### CHALLENGE 1
List every place name that appears in the Blue Highways passage about Rolla, North Dakota.
>> start GIVEN PASSAGE
Blue Highways: Rolla, North Dakota

Unfolding the Map

The immense sky, the land that meets it in an unending horizon that extends in a circle around us as far as we can see.  It's hard not go get lost in the immensity.  As William Least Heat-Moon (LHM) muses on his smallness, we muse with him.  To locate yourself, click here for the map!

Book Quote

"I needed a hot shower.  In Rolla, on the edge of the Turtle Mountain reservation, I stopped at an old house rebuilt into a small hotel.  Despite a snarl of a clerk, it looked pleasant; but the floors smelled of disinfectant and the shower was a rusting box at the end of the hall.  The nozzle sent one stinging jet of water into my eye, another up my nose, two others over the shower curtain, while most of the water washed down the side to stand icily in the plugged bottom.  I lost my temper and banged the shower head.  The Neanderthal remedy.

"In a hotel room at the geographical center of North America, a neon sign blinking red through the cold curtains, I lay quietly like a small idea in a vacant mind."

Blue Highways: Part 7, Chapter 7

Downtown Rolla, North Dakota. Photo by J. Stephen Conn at his Flickr photostream. Click on photo to go to host page.

Rolla, North Dakota

In the quote above about Rolla, North Dakota, I really like the imagery of LHM lying "like a small idea in a vacant mind."

I like the imagery because sometimes it fits in with my idea of the universe and the place I hold within it.  In fact, this image is the direct result of what LHM is thinking as he drives through the immense flatness of North Dakota on his way to Rolla.  You'll notice, if you look at the map, that whereas most of our stops have been very bunched up, this stop is a long way from the last one.  Here is what LHM has to say during that long drive from Fortuna to Rolla:

"After a while, I found my perception limited.  The Great Plains, showing so many miles in an immodest exposure of itself, wearied my eyes; the openness was overdrawn....
>> end GIVEN PASSAGE
### CHALLENGE 2
Rewrite the source records from the line containing "Could you point out the man's right" through the end of the source records. Increase every coordinate in the answers by 138 and keep everything else the same.
>> start STORED ROWS
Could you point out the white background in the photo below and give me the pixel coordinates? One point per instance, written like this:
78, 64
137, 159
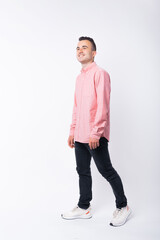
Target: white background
38, 68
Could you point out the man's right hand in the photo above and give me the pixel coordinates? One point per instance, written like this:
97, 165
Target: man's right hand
71, 141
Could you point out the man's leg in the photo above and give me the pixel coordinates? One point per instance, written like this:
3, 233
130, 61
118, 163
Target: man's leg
83, 159
103, 163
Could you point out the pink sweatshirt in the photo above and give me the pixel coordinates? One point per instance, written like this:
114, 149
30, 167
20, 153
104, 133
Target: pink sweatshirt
91, 109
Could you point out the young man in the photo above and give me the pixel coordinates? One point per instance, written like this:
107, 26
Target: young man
90, 133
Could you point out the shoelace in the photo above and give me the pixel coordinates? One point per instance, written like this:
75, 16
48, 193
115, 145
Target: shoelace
118, 212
>> end STORED ROWS
### RIGHT ANSWER 1
Rolla
North Dakota
Turtle Mountain reservation
North America
Great Plains
Fortuna

### RIGHT ANSWER 2
Could you point out the man's right hand in the photo above and give me the pixel coordinates? One point per instance, written like this:
97, 165
Target: man's right hand
209, 279
Could you point out the man's leg in the photo above and give me the pixel coordinates? One point per instance, written like this:
3, 233
130, 61
118, 163
Target: man's leg
221, 297
241, 301
Could you point out the pink sweatshirt in the photo above and give me the pixel coordinates? One point per instance, written like this:
114, 149
30, 167
20, 153
104, 133
Target: pink sweatshirt
229, 247
Could you point out the young man in the photo above and give me the pixel coordinates? One point per instance, written like this:
107, 26
Target: young man
228, 271
Could you point out the shoelace in the photo above and give me the pixel coordinates? One point per instance, written like this:
75, 16
48, 193
115, 145
Target: shoelace
256, 350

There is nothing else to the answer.